-- SELECTED TEXT --
##########
For a long time, we in this country have looked to the Supreme Court to level the playing field when it comes to injustice in our society. For decades, we have relied on decisions like Brown v. Board of Education that outlawed systemic discrimination in public schools, and the 1966 decision to ban poll taxes in state elections to keep our country’s moral arc bending towards justice, as Martin Luther King Jr. famously said.

But after the reversal of a woman’s right to choose an abortion, it is clear that none of these landmark cases that we as Americans have assumed were settled law are still accepted precedent. As we sit here wondering whether other landmark cases are threatened with being overturned and our rights and freedoms and being taken away, we need only to look at the Supreme Court’s poster child for dubious ethics, Justice Clarence Thomas. He received his higher education at prestigious schools in New England, at the College of the Holy Cross in Worcester and Yale Law School in New Haven, but appears to have learned little about how to behave ethically as a public official.
##########
-- INFORMATION --
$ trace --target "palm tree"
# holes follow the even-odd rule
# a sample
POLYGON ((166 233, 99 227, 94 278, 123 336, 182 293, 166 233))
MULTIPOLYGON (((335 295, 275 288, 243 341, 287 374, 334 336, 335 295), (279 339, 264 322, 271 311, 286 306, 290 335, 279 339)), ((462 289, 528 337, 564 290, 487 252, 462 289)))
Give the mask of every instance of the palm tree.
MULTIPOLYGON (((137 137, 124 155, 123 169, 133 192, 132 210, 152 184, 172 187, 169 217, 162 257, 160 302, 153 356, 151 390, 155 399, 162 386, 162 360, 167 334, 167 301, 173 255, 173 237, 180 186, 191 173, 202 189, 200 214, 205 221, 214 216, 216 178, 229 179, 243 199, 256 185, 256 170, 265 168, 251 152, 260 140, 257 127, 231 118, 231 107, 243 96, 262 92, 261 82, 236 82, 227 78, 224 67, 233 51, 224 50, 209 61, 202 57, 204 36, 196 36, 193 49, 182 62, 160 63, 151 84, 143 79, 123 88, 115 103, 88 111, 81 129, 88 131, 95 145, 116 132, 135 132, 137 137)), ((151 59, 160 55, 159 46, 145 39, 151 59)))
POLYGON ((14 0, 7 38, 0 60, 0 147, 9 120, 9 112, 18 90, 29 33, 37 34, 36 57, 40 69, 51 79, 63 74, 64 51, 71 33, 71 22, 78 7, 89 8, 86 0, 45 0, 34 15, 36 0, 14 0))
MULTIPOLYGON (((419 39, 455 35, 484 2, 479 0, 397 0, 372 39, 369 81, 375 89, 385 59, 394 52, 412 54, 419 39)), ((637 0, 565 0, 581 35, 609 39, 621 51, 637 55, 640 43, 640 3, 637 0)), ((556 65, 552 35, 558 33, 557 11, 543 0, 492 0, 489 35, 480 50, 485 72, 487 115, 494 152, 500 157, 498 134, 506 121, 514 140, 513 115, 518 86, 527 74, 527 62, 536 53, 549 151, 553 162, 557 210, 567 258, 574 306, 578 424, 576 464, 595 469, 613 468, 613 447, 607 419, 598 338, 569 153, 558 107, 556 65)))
##########
-- WHAT YOU WILL DO --
1. Edit the Supreme Court passage by rewriting the stretch starting with "For a long time, we" and going on through "Jr. famously said.", putting "high court" wherever "Supreme Court" appears.
2. Resume the Supreme Court passage after its last sentence and carry it further.
The items are separate material, apart from the Supreme Court passage.

-- YOUR WRITTEN ANSWERS --
1.
For a long time, we in this country have looked to the high court to level the playing field when it comes to injustice in our society. For decades, we have relied on decisions like Brown v. Board of Education that outlawed systemic discrimination in public schools, and the 1966 decision to ban poll taxes in state elections to keep our country’s moral arc bending towards justice, as Martin Luther King Jr. famously said.

2.
Over the past few months, a tremendous number of facts have come out about the hundreds of thousands of dollars a year worth of payola that Thomas has received in the form of private jet flights and mega-yachting vacations. Most of them, but not all, were paid for by a billionaire named Harlan Crow. Crow also bought Thomas’s mom’s house in Savannah, Georgia, fixed it up and, by all accounts, is letting her live there rent-free. That is where Thomas spent most of his childhood, in a modest home built by his enterprising grandfather. Crow has failed to respond to questions about that housing arrangement. His silence speaks volumes.

Then of course there’s all the inappropriate influence Thomas has on cases concerning his wife Virginia, a right-wing Republican who appears to have been involved in the planning and implementation the Jan. 6 attempt to overthrow our freely and fairly elected government.

Oh, did I forget to mention that Crow has a large collection of Nazi memorabilia? (You can’t make this stuff up.) As one comedian recently quipped, “This begs the question: Does Clarence Thomas even know that he’s Black?” All this would be funny if it was not for the fact that the future of our democracy and our civil rights are at stake. 

Over the next two years, the Supreme Court will be deciding many cases that could have tremendous consequences for our individual freedoms, corporate oversight, college access for students of color and voting rights. All of which means our literal democracy is hanging in the balance.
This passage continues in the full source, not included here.